- _Records for the task_:
********************

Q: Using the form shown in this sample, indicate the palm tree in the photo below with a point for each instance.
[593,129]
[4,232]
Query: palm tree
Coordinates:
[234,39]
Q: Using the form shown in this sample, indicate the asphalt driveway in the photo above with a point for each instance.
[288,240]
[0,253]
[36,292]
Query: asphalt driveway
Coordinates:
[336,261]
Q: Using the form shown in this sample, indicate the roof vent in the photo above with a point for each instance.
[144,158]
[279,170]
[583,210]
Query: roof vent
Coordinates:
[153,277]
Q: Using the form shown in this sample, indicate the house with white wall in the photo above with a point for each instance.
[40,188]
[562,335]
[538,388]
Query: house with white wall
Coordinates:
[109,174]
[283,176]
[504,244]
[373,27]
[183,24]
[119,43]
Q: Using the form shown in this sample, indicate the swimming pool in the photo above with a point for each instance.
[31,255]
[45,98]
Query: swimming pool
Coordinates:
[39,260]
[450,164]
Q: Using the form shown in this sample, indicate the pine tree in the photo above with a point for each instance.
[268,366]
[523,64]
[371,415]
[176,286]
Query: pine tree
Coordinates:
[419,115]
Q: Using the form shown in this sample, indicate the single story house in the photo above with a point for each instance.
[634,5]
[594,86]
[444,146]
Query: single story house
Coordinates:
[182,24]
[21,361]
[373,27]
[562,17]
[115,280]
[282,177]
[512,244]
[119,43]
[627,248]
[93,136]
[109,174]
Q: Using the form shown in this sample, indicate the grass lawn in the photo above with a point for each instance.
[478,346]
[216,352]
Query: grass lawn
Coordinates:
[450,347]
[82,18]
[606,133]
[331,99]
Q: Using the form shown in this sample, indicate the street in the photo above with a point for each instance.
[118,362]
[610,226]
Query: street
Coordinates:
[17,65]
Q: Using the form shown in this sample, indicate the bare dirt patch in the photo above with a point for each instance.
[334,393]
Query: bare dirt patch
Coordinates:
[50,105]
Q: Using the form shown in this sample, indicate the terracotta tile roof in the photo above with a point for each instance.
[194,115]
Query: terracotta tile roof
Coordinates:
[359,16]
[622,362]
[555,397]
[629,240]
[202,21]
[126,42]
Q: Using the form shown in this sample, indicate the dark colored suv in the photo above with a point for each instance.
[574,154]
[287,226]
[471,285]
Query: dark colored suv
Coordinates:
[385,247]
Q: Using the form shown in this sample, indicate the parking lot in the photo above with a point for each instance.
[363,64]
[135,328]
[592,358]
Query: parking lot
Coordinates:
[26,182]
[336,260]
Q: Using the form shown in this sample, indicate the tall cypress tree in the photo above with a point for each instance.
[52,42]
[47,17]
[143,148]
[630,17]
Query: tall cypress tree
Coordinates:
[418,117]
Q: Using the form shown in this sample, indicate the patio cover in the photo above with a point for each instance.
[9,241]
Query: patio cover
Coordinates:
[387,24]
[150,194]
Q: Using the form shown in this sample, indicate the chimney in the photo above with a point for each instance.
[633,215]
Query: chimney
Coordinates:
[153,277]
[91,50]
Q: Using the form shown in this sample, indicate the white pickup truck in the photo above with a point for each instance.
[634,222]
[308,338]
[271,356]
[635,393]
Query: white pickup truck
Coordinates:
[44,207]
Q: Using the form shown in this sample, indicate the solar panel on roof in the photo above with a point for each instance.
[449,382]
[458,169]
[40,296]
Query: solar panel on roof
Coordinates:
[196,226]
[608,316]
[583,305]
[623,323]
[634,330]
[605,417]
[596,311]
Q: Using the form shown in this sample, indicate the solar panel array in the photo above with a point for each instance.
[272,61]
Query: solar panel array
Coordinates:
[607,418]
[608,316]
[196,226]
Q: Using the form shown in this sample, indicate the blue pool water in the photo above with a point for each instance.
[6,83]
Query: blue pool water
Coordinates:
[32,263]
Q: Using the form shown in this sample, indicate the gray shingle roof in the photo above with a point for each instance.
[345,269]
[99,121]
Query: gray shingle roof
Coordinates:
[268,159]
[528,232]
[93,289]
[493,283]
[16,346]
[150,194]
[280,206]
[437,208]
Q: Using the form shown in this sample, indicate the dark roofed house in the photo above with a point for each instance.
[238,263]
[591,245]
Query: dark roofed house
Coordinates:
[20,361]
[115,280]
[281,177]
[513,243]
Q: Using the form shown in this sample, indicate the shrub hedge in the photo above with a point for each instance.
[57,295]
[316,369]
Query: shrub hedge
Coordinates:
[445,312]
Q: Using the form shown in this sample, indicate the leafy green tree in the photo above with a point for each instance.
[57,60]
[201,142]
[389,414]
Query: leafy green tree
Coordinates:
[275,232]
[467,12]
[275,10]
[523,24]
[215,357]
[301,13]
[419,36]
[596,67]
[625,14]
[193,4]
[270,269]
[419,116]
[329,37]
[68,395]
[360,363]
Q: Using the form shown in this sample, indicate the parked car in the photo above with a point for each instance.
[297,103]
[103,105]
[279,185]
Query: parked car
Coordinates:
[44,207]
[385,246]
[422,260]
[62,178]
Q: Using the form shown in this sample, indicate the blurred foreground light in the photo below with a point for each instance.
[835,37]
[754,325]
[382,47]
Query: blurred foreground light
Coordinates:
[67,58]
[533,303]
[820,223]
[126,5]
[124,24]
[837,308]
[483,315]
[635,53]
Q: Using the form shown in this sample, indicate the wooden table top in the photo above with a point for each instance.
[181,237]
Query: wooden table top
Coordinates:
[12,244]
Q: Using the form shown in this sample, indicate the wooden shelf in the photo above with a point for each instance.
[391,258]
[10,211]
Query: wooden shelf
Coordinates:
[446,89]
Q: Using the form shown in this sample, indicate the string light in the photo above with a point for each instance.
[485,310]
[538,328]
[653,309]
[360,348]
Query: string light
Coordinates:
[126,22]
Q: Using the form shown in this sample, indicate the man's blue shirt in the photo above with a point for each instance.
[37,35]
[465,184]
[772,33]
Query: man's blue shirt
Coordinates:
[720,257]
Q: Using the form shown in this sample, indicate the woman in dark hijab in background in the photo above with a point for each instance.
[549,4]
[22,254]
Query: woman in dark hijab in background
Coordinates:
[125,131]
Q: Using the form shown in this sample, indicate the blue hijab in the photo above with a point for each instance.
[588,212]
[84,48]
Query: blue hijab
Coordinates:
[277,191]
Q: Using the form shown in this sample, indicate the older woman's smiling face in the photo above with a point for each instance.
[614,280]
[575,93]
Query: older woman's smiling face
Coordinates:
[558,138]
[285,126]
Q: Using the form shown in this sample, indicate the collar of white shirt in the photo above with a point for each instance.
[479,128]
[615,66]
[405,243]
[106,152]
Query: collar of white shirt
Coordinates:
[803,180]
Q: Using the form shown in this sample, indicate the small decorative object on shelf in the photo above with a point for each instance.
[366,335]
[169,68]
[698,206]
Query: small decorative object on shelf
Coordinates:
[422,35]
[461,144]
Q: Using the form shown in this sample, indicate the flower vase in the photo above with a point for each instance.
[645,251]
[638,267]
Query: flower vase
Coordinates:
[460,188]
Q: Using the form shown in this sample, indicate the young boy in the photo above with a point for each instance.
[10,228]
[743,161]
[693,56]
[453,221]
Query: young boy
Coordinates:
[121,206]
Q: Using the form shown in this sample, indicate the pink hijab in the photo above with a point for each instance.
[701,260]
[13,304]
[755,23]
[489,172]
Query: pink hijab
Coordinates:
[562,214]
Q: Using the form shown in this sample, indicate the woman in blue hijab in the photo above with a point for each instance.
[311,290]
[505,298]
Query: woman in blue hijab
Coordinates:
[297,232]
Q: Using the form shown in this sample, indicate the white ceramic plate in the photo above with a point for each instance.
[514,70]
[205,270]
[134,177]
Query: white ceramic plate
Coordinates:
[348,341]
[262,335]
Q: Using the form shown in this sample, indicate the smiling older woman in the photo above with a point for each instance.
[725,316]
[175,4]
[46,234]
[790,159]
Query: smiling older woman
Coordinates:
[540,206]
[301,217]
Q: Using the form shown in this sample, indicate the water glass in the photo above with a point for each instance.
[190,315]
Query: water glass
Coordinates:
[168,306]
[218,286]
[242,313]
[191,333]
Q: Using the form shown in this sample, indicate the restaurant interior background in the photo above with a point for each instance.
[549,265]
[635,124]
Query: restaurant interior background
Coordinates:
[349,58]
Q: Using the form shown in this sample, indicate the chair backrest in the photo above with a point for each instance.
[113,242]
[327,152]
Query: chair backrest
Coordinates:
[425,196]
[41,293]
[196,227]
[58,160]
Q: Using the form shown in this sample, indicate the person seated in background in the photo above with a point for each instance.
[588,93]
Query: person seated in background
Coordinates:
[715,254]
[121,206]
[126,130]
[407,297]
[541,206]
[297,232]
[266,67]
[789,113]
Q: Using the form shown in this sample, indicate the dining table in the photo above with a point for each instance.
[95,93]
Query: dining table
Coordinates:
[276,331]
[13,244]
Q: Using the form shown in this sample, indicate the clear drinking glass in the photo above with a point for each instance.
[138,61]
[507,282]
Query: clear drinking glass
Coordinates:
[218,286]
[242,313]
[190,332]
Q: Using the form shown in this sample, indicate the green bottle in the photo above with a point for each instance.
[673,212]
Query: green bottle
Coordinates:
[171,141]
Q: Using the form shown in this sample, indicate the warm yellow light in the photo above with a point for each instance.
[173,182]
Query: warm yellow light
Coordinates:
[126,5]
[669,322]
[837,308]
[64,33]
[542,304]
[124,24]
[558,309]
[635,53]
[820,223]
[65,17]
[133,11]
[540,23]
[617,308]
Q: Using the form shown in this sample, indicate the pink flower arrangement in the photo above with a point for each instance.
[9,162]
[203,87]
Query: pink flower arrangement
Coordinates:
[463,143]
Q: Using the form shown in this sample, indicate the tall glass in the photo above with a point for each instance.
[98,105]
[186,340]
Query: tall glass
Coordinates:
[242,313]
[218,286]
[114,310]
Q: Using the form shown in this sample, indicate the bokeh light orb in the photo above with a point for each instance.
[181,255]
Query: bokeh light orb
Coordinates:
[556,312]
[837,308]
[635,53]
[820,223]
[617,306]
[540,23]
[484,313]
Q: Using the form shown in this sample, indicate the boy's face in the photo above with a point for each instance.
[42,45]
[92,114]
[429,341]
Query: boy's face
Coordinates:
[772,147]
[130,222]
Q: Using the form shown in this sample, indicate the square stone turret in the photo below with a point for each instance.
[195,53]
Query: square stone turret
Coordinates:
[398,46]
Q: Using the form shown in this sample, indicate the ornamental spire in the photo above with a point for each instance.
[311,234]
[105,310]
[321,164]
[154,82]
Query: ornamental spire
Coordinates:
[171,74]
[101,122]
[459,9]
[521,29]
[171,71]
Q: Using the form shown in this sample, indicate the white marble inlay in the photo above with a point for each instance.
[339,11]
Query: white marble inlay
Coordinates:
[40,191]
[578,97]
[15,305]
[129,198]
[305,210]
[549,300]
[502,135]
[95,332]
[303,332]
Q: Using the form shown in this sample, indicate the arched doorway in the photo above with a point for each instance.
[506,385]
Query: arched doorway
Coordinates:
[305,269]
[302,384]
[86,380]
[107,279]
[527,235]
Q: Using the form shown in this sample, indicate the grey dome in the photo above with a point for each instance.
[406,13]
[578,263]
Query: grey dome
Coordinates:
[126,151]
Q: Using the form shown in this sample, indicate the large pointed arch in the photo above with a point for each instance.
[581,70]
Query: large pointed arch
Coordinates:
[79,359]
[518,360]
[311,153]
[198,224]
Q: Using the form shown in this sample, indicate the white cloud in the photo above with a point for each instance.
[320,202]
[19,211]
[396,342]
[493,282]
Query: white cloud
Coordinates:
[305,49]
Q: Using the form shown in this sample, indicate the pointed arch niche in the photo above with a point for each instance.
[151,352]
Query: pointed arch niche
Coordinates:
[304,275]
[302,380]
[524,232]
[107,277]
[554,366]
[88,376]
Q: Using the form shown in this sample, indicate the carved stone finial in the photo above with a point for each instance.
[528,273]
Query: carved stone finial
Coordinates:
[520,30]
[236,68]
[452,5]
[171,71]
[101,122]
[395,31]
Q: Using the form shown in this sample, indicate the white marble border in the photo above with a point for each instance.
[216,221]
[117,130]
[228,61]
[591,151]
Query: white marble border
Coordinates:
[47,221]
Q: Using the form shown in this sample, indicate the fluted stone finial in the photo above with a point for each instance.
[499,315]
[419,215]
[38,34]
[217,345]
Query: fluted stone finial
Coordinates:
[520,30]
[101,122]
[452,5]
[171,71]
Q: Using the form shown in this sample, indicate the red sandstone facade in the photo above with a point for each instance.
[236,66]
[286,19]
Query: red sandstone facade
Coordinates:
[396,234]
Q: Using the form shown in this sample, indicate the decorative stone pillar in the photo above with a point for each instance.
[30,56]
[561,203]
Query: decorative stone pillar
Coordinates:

********************

Transcribe exactly, and only, the lines from the one bearing "Q: Using the form shown in this sample, indicate the red" through the last line of the entries, counting both.

Q: Using the form shown in this sample, indicate the red sandstone facade in the photo above with a point for each instance.
[236,66]
[286,19]
Query: red sandstone facade
Coordinates:
[396,234]
Q: Using the form shown in this sample, indicate the decorative stone pillar in the photo above with a point for each instance.
[30,56]
[561,203]
Query: decorative stone pillar
Coordinates:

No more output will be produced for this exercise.